> _GIVEN RECORDS_:
::::::::::

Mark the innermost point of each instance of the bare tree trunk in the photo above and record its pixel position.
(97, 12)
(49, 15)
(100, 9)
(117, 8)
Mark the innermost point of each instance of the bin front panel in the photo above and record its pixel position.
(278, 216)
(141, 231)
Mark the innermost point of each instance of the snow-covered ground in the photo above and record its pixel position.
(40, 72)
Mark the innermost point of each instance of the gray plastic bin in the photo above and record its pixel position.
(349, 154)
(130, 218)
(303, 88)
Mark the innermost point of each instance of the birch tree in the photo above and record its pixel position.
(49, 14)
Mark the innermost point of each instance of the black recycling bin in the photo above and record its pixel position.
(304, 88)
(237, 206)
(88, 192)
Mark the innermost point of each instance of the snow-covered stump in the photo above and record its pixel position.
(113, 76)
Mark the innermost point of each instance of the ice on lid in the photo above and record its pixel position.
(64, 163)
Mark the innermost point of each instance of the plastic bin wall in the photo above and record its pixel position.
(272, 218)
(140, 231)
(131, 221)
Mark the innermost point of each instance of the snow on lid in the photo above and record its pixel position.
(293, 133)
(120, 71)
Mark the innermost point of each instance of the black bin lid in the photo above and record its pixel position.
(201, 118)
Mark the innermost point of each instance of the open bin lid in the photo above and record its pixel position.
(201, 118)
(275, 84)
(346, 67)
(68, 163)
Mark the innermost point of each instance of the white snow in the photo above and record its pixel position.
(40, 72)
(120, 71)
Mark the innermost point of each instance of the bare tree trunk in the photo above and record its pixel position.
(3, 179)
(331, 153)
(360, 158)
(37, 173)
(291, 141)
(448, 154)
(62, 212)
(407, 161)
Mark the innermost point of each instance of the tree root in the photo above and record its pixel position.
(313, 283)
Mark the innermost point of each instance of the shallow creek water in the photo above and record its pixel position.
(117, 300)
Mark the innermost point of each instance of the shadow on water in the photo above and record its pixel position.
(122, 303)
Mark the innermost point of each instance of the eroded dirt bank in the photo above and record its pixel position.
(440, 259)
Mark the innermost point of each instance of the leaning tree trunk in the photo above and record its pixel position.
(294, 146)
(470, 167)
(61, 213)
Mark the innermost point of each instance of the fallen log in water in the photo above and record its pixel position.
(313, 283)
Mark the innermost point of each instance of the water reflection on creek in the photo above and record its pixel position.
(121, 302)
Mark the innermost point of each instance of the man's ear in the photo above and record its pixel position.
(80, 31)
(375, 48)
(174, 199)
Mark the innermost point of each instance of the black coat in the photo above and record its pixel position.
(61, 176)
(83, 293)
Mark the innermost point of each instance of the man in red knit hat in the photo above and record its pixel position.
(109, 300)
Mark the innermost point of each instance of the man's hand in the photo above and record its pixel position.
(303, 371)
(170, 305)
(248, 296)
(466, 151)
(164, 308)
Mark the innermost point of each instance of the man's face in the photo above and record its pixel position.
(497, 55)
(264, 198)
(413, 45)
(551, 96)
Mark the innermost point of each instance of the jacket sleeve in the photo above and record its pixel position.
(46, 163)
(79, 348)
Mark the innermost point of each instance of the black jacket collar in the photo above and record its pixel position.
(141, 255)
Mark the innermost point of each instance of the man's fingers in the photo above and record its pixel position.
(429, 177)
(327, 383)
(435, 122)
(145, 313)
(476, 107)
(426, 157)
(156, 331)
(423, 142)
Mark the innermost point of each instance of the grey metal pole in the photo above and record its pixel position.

::::::::::

> _WORK TO COMPLETE_:
Output the full listing above without altering a single word.

> _THE COMPLETED TASK_:
Mark the innermost point of each instance of the bare tree trunk in the photo above and record its pixel position.
(97, 12)
(49, 15)
(100, 9)
(117, 8)
Mark the innermost point of each instance of the bin front panel in the photo above and record its pixel position.
(278, 216)
(141, 231)
Mark the innermost point of each instance of the snow-covered ground in the photo above and record its pixel position.
(40, 72)
Mark the innermost point of each instance of the gray plastic bin in the photo above and record its pixel position.
(349, 154)
(130, 218)
(303, 88)
Mark the innermost point of each instance of the birch tree in the photo above and record its pixel position.
(49, 14)
Mark the innermost point of each instance of the black recycling bin in the photo above and record its pixel position.
(304, 88)
(237, 206)
(88, 192)
Mark the innermost point of each instance of the snow-covered stump in the photo above and record its pixel position.
(113, 76)
Mark the innermost point of each instance of the ice on lid in the photo above and record its pixel position.
(64, 163)
Mark the innermost point of each instance of the plastic bin wall in the photo above and record its pixel position.
(272, 218)
(140, 231)
(131, 221)
Mark the innermost point of each instance of the snow on lid in the photo above and record its pixel position.
(293, 133)
(120, 71)
Mark the innermost point of each instance of the black bin lid in the photo above and record its pixel position.
(201, 118)
Mark the innermost point of each instance of the open bin lid in the photo above and record its pixel position.
(201, 118)
(275, 84)
(346, 67)
(68, 163)
Mark the innermost point of each instance of the white snow in the photo above and record its pixel position.
(40, 72)
(120, 71)
Mark the innermost point of each instance of the bare tree trunk in the photo above and record its pixel position.
(3, 179)
(331, 153)
(360, 158)
(37, 173)
(291, 141)
(448, 154)
(62, 212)
(407, 161)
Mark the innermost point of each instance of the tree root in the photo above and record its pixel position.
(313, 283)
Mark the innermost point of each instance of the shallow creek water in the photo above and record its pixel position.
(117, 300)
Mark the innermost point of each instance of the shadow on water in the photo above and record its pixel position.
(122, 303)
Mark the innermost point of each instance of the eroded dirt bank in the photo above and record its pixel position.
(440, 259)
Mark the innermost point of each instance of the leaning tree trunk in the photo above and record its pixel position.
(294, 146)
(470, 167)
(61, 213)
Mark the innermost point of each instance of the fallen log in water in the photo above and record its pixel position.
(313, 283)
Mark the innermost point of each instance of the water reflection on creek in the photo above and record its pixel position.
(121, 302)
Mark the innermost point of each instance of the man's ear in the photo above and record its pixel position.
(80, 31)
(375, 48)
(174, 199)
Mark the innermost point of each instance of the black coat in the photo above and record its pixel position.
(61, 176)
(83, 293)
Mark the innermost point of each instance of the man in red knit hat in the photo above and record its pixel position.
(109, 300)
Mark the innermost point of each instance of the man's hand in the photo above and record its pixel position.
(303, 371)
(170, 305)
(248, 296)
(466, 151)
(164, 308)
Mark the innermost point of each instance of the man's face in the photo above and record its pixel position.
(497, 55)
(264, 198)
(413, 45)
(551, 96)
Mark the innermost point of each instance of the jacket sleeve in the photo above and record its pixel position.
(46, 163)
(79, 348)
Mark the innermost point of each instance of the black jacket collar in the photo above and record its pixel position.
(141, 255)
Mark the innermost point of each instance of the man's fingers in the photo above and record its pixel position.
(429, 177)
(327, 383)
(435, 122)
(145, 313)
(476, 107)
(426, 157)
(156, 331)
(423, 142)
Mark the innermost point of each instance of the grey metal pole in the photo above and record its pixel position.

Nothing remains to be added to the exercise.